Close Up: Photographer Jerome Delay
Jerome Delay is AP’s chief photographer for Africa, based in Johannesburg. After working as an AP stringer in Denver, Colorado and as a staff photographer for Agence France-Presse (AFP) in Washington, DC, Delay has been on staff with the AP in a variety of roles: chief photographer in Jerusalem, staff photographer and international photo editor in Paris and international photographer based in London and in Paris. He has covered the White House, the Calgary Winter Olympics and World Cup soccer, as well as conflicts all over the world: the Middle East (Israel, Palestine, South Lebanon, Iraq), Africa (Somalia, Ethiopia, Rwanda, the Congo), the Balkans (Bosnia, Kosovo, Albania, Macedonia, Serbia), Northern Ireland, Haiti, Kashmir and Afghanistan.
An anti-Balaka Christian militiaman holding a bow and arrow stands in, what days before, was a predominantly Muslim area of the Miskin district of Bangui, Central African Republic, Tuesday Feb. 4, 2014. All Muslim shops on the avenue leading to PK5 have been looted in the past 2 days, as anti-Balaka militiamen push back Muslim factions, opening the gates for mass looting by Christian residents. Fighting between Muslim Seleka militias and Christian anti-Balaka factions continues as French and African Union forces struggle to contain the bloodshed. (AP Photo/Jerome Delay)
Peul women sit in a house across the Nour Islam mosque where they found refuge in Bangui, Central African Republic, Wednesday, Dec. 11, 2013. More than 500 people have been killed over the past week in sectarian fighting in Central African Republic, aid officials said Tuesday, as France reported that gunmen fatally shot two of its soldiers who were part of the intervention to disarm thousands of rebels accused of attacking civilians. (AP Photo/Jerome Delay)
A man suspected to be a Muslim Seleka militiaman lies wounded after being stabbed by newly enlisted FACA (Central African Armed Forces) soldiers moments after Central African Republic Interim President Catherine Samba-Panza addressed the troops in Bangui, Wednesday, Feb. 5, 2014. The man died later after being lynched by hundreds of recruits using knifes, bricks and foot blows to the head. (AP Photo/Jerome Delay)
Children swimming in a river near the Central African village of Bobangui, some 50 mms (30 miles) south-west of the capital Bangui, in an area controlled by anti Balaka Christian militias, wave and smile at the photographer on Sunday Jan. 26, 2014. Thousands of African and French peacekeepers have been unable to stop mounting sectarian attacks between Christian and Muslim militias and civilians. (AP Photo/Jerome Delay)

• **Given data**:

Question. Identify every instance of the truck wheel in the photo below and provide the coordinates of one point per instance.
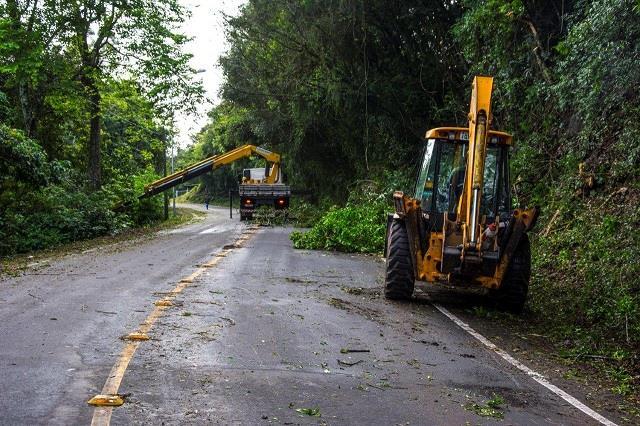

• **Exercise**: Can you repeat the Jerome Delay profile, starting with "A man suspected" and going on through "head. (AP Photo/Jerome Delay)", but swap "recruits" for "trainees"?

• **Finished answer**:
A man suspected to be a Muslim Seleka militiaman lies wounded after being stabbed by newly enlisted FACA (Central African Armed Forces) soldiers moments after Central African Republic Interim President Catherine Samba-Panza addressed the troops in Bangui, Wednesday, Feb. 5, 2014. The man died later after being lynched by hundreds of trainees using knifes, bricks and foot blows to the head. (AP Photo/Jerome Delay)